— start of Extracted material —

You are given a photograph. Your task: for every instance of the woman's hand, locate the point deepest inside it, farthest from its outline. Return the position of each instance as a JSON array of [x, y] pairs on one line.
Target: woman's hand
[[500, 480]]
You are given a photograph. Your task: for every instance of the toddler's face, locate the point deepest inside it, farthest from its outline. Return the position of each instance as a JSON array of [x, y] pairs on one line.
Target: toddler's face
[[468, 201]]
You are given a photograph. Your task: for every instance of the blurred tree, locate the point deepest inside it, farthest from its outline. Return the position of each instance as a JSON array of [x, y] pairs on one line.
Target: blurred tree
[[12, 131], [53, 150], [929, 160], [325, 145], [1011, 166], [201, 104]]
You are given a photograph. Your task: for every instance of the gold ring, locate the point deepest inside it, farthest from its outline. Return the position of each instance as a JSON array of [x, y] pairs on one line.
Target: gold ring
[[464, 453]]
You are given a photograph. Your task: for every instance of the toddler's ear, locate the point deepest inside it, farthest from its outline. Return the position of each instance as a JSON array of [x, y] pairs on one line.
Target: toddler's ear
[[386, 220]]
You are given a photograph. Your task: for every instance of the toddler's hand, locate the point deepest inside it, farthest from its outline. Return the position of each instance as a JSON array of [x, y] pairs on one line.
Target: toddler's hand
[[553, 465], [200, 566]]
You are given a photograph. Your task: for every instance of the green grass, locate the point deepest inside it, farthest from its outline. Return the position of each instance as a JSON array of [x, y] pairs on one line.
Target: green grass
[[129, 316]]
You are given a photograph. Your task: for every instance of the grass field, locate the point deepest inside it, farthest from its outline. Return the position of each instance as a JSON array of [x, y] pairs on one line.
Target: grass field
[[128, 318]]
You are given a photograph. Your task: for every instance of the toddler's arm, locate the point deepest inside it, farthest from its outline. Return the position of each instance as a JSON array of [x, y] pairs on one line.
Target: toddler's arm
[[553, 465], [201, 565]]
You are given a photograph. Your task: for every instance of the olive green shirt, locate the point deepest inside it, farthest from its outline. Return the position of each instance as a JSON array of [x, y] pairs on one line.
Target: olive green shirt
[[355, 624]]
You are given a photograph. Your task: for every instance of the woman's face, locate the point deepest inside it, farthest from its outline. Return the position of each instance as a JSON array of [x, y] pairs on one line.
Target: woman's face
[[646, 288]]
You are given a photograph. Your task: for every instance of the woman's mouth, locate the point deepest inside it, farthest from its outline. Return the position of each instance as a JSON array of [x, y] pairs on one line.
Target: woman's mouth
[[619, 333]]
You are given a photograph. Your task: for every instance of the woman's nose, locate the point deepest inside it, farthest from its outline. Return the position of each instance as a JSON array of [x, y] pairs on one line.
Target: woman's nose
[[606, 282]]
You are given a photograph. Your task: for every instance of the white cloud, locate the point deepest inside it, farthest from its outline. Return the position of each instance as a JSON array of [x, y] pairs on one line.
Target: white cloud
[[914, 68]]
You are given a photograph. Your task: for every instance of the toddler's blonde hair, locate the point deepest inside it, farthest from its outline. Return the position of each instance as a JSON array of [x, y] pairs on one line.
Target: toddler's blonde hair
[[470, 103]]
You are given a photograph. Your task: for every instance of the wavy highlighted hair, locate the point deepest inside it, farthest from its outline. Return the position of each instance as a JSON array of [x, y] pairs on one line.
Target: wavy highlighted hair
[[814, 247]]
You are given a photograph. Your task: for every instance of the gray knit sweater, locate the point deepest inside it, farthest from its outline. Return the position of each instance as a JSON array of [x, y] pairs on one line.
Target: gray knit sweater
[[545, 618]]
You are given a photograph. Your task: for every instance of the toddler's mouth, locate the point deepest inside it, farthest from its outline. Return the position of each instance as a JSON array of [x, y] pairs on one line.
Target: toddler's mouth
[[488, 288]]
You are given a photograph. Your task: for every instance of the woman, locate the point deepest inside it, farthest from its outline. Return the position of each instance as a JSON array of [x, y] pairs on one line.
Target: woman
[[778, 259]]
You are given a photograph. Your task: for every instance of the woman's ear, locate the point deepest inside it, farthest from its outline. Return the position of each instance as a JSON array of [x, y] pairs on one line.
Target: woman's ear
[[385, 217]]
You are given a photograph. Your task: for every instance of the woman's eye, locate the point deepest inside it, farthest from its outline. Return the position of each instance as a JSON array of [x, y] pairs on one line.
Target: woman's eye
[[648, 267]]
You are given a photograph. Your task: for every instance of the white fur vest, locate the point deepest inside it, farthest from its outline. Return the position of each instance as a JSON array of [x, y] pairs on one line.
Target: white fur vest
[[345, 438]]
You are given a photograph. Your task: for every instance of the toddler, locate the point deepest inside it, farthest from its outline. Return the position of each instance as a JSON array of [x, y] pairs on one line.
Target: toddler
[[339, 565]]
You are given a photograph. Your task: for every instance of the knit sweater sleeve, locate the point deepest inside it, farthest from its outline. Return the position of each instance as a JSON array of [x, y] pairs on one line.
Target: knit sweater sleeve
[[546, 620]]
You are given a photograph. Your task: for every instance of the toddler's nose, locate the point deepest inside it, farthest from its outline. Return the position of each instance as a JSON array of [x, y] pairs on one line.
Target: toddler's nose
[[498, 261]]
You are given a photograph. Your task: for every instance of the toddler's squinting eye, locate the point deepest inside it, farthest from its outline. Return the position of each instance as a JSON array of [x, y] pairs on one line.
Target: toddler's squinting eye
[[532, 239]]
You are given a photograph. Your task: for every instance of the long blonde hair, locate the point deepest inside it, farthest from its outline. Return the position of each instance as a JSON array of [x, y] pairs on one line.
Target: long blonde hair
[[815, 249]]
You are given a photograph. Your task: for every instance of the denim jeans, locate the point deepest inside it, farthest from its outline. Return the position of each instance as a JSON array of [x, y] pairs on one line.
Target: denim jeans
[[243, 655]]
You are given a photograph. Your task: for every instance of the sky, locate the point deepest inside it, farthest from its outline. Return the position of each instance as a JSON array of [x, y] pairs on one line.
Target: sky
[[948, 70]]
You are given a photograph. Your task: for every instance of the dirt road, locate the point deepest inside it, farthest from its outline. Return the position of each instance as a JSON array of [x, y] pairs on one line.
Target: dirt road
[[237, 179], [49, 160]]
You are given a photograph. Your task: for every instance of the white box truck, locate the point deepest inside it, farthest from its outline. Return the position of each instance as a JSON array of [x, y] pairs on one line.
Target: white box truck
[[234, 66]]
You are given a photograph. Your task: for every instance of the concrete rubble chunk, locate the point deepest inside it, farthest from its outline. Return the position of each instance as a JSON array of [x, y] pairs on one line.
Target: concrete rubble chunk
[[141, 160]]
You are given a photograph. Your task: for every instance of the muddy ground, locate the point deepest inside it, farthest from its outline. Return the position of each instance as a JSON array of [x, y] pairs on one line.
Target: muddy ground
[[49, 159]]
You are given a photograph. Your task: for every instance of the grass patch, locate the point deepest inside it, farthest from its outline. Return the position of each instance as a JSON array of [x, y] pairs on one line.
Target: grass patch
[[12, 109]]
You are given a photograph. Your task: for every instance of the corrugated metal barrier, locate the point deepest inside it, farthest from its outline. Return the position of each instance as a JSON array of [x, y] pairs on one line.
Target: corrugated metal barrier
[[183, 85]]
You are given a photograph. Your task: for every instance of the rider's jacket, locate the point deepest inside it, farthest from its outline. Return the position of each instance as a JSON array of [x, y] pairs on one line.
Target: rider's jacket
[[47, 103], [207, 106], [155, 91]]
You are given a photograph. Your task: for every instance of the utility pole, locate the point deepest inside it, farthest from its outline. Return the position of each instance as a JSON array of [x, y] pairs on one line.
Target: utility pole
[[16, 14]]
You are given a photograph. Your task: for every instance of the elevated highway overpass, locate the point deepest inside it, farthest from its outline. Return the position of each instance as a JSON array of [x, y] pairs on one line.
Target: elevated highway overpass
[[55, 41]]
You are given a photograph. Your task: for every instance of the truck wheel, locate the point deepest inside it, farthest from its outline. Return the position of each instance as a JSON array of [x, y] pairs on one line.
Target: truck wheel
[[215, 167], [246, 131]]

— end of Extracted material —

**Given request:**
Rewrite the part that opens with the line containing "toddler's hand, locate" and closes with the line containing "[[553, 465], [200, 566]]", replacing "deepest" with "most central" and leaving everything else unchanged.

**Answer for this exercise:**
You are given a photograph. Your task: for every instance of the toddler's hand, locate the point most central inside it, farthest from its outline. Return the position of each instance as a JSON array of [x, y] pairs on one line.
Target: toddler's hand
[[553, 465], [200, 566]]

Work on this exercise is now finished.